* Supplied records

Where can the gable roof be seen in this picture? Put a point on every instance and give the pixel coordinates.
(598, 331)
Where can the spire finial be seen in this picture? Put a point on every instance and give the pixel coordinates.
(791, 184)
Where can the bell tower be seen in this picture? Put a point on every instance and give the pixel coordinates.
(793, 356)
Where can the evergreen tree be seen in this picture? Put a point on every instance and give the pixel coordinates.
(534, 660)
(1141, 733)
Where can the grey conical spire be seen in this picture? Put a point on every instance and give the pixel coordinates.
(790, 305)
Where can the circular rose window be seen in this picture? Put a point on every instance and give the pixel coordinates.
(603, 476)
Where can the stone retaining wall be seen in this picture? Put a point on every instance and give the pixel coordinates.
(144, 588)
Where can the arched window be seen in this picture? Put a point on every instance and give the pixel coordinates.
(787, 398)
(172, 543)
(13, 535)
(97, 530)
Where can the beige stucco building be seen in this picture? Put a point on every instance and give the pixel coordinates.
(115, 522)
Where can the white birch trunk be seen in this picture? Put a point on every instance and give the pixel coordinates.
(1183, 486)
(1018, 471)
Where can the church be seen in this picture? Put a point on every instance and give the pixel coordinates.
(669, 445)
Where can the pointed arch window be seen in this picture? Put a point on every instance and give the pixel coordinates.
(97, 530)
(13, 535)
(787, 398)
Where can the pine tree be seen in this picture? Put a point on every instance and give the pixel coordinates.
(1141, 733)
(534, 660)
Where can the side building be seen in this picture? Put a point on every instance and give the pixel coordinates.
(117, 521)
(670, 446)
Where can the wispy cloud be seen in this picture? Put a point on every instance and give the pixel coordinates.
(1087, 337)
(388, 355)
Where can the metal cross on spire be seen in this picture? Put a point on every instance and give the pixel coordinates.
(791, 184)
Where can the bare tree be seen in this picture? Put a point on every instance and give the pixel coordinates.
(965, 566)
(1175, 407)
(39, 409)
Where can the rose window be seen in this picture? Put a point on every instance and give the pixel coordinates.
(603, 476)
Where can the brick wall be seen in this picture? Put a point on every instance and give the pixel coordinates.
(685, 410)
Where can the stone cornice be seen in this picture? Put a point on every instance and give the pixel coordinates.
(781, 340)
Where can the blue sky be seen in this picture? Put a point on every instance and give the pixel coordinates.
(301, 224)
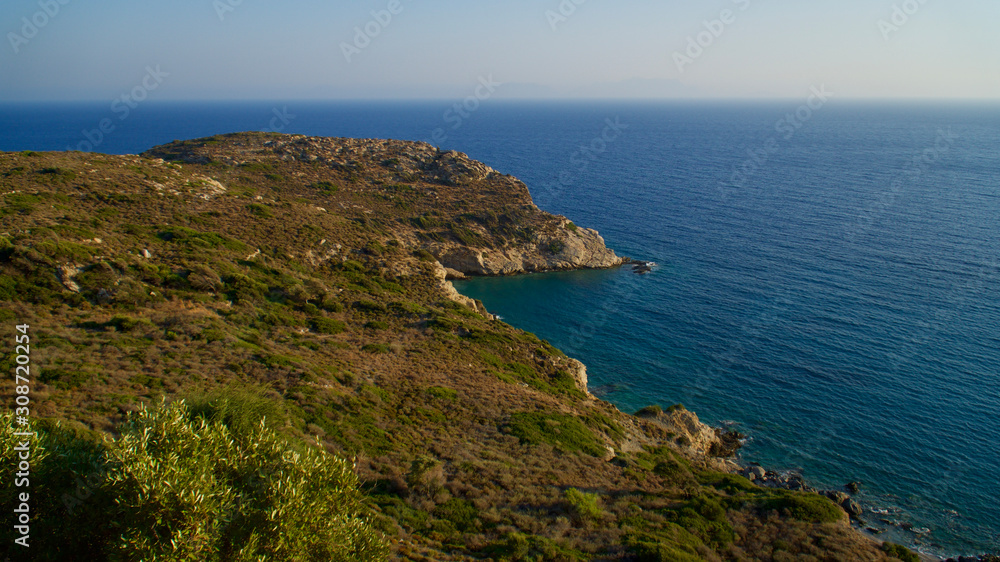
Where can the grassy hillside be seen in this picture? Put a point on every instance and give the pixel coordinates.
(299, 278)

==

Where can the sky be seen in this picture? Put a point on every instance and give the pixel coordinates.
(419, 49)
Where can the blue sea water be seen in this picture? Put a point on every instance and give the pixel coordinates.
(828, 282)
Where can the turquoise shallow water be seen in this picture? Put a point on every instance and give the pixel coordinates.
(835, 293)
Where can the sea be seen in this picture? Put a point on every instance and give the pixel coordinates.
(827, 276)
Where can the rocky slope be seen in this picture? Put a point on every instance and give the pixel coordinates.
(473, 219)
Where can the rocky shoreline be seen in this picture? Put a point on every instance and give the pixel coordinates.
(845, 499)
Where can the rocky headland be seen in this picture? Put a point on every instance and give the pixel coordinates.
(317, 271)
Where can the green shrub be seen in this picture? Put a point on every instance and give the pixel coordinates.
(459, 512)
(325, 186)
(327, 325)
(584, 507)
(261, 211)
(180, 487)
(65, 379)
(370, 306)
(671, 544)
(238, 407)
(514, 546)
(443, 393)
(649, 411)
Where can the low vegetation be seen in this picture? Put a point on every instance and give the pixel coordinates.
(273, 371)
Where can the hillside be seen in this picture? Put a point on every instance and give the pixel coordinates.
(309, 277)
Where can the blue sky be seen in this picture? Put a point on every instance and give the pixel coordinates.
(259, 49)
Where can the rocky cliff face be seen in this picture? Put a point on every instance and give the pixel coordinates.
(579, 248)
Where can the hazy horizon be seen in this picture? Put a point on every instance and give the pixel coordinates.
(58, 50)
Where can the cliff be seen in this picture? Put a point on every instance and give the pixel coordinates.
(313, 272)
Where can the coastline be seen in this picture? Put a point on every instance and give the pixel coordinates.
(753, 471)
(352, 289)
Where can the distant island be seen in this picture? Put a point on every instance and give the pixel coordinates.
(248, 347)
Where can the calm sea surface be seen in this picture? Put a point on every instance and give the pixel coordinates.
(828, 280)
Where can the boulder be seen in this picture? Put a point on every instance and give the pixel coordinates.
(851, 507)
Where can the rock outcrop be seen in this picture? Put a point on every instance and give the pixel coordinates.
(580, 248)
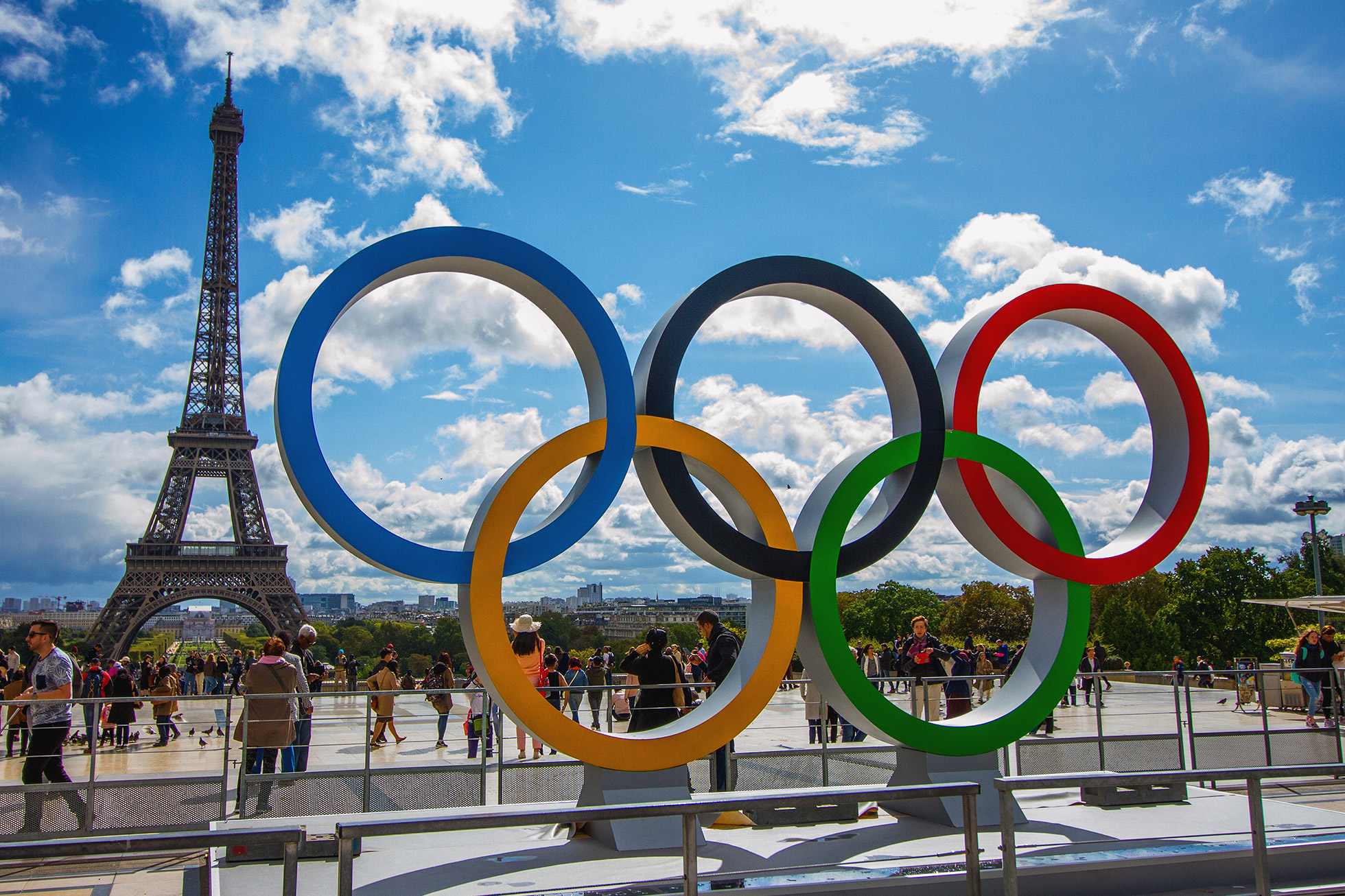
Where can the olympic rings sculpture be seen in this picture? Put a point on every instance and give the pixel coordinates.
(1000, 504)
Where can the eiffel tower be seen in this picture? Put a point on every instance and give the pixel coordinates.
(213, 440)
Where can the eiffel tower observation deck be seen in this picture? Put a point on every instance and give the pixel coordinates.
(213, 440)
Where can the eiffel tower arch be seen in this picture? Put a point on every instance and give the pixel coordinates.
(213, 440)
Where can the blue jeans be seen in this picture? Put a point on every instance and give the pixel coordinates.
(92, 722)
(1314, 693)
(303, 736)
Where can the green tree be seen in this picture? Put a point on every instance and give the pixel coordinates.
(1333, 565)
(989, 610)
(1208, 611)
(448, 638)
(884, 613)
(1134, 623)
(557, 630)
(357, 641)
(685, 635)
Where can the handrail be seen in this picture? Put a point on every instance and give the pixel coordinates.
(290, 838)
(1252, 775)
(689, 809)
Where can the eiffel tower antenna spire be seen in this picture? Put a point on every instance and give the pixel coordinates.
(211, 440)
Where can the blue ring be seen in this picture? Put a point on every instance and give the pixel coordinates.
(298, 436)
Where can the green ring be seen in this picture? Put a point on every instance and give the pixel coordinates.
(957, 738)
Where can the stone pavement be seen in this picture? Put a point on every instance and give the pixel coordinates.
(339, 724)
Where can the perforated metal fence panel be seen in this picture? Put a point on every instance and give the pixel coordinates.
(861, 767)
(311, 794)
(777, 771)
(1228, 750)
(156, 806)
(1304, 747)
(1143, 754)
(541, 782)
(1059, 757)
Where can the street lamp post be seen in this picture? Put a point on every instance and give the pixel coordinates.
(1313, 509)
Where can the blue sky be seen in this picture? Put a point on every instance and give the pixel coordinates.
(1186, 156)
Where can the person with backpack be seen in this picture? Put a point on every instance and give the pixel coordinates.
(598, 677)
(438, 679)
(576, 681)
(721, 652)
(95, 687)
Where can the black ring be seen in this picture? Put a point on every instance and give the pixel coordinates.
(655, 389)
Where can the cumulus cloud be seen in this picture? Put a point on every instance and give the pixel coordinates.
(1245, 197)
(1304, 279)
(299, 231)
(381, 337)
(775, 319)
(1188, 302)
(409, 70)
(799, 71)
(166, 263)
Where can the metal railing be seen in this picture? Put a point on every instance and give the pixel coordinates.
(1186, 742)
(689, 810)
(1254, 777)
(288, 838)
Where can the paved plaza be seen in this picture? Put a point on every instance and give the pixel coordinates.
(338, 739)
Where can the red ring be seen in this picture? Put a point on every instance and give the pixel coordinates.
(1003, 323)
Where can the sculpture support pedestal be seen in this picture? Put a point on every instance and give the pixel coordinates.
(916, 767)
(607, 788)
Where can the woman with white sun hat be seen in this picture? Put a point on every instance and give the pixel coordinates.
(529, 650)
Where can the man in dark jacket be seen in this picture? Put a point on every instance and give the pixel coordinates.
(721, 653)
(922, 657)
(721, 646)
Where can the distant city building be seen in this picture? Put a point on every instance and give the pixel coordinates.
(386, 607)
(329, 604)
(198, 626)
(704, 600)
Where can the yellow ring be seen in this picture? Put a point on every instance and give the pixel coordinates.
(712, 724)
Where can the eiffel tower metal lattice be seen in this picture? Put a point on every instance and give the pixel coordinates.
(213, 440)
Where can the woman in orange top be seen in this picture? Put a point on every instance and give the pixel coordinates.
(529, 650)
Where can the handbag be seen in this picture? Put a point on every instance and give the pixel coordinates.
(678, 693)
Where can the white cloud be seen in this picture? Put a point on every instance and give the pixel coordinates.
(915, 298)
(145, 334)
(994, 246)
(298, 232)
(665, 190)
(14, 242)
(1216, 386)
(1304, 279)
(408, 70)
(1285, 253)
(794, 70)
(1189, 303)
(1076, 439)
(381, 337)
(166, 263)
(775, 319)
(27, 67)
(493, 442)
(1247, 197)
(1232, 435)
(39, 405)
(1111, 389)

* Written request
Gather every line in the items above that contains the string "rose", copying each line in full.

* Answer to the problem
Where can the circular rose window be seen in this picture? Put a point on every instance and give the pixel coordinates.
Where can the rose window be seen in this picture? Put a point on every instance and give the pixel coordinates.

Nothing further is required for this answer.